→ Written task A
Please list every sampling method named in the notebook excerpt on sampling inference and factor analysis below.
→ Written task B
In the notebook excerpt on sampling inference and factor analysis below, how many farmers make up the random sample?
→ Written task C
Extend the notebook excerpt on sampling inference and factor analysis below, picking up after its last sentence.

→ Excerpted passage

***

Inference as a definition is straightforward. Create a population from each sample method. For clarity we'll provide the following example :

Since we took a random sample of $200$ of the population, If we have for eg $100$ farmers planting potatoes in the sample, it would probably be $100*\frac{606}{200} = 303$ for the population, where 606 is the population size and 200 the sample size

In [None]:
P = len(df)/len(df_random)
Estimated_Population_Crop = df_random.Crop.value_counts() * P

- Carry out this same operation for all variables in all of the samples you took and compare them against the original population.

- Note: Random, Systematic and Replicated sampling use the same Inference method ( multiply by a probability of $\frac{N}{n}$ as mentioned above). This means that all 606 farmers have the same weight in the population. For Stratified and PPS sampling you **CANNOT** use the same method, you will use at least 2 different probabilities to form a population of the same size as the original. **Hint:** Try to exactly reverse gear the sampling process using the same mini sample sizes you used.

# Dimensionality Reduction & Factor Analysis

**Note:** The following sections can be implemented with Python, but R may be even more suitable. Btw the debate between Python vs. R is fake! Python are R are good for different things and data analysts and data scientists often use both.

Before you start, download [this file](https://drive.google.com/file/d/1VEUl4AqmvgqtPGGcnMxXE6E81tvNn3C4/view?usp=share_link) and read the entire analysis with interpretations. It's a simple analysis in R but the goal is not to understand the syntax if you will use Python, but the **graphs and conclusions** associated with each one.

- Use **Multiple Correspondence Analysis (MCA)** to plot all 6 variables on a 2D plot. This is called Dimensionality reduction and it allows us to group individuals with similar profiles and check associations between variable categories.

***

→ Data
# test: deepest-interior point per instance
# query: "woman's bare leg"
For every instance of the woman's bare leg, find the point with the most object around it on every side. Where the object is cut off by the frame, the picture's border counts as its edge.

***

→ Written answer A
Random, Systematic, Replicated, Stratified, and PPS sampling.

→ Written answer B
200 farmers.

→ Written answer C
In [None]:
# Convert your numerical variable (Field_area) to a categorial variable
# Create intervals based on the variable's distribution

V = []
for i in range(0,len(df.Field_area)):
  if df.Field_area[i] >= X and < Y :
    # ... Fill me in!

- Plot the MCA graph and be **descriptive** in your interpretations ! Which variables are closest to each other ? Which variable categories are closest to each other ? What does it mean ? For example, are farmers more likely to use the same production and irrigation modes if they plant the same or similar crops ?

# Clustering

Start with **Ascending Hierarchical Clustering (AHC) to cluster individual farmers**. Your goal is to cluster farmers in similar groups using a **Dendrogram**. Please refer to the tutorial above for context. You will use the Individuals' coordinates on the MCA's axes to plot this.

Example of Dendrogram clustering US states from online.visual-paradigm.com. Your graph should end with 606 leaves (ends of Dendrogram) ![image.png](https://online.visual-paradigm.com/repository/images/0fe81efd-c6f6-41af-98d5-d9b1f0d33f2f.png)


Finish the analysis with **k-means clustering to cluster variables and their categories.** You will use the variables' coordinates on the MCA's axes to plot this. The Dendogram clusters individuals into groups automatically. In k-means we need to specify the number of clusters before creating the chart. This number of clusters is why we start with the Dendogram (In the above example it's 4 clusters).
Using the number you find create a k-means chart ! Be **descriptive** in your interpretation.

# Go Beyond Plus Ultra !

- Create a Dendogram for each sampling frame. Check if the individuals clustered in the sample are in the same group compared to the previous section on the population.

- Check the same for the variables and categories clustered.

- Does this align with your Sampling & Inference analysis on the best sampling frame ?

- Summarize all findings to your stakeholder (Dashboard)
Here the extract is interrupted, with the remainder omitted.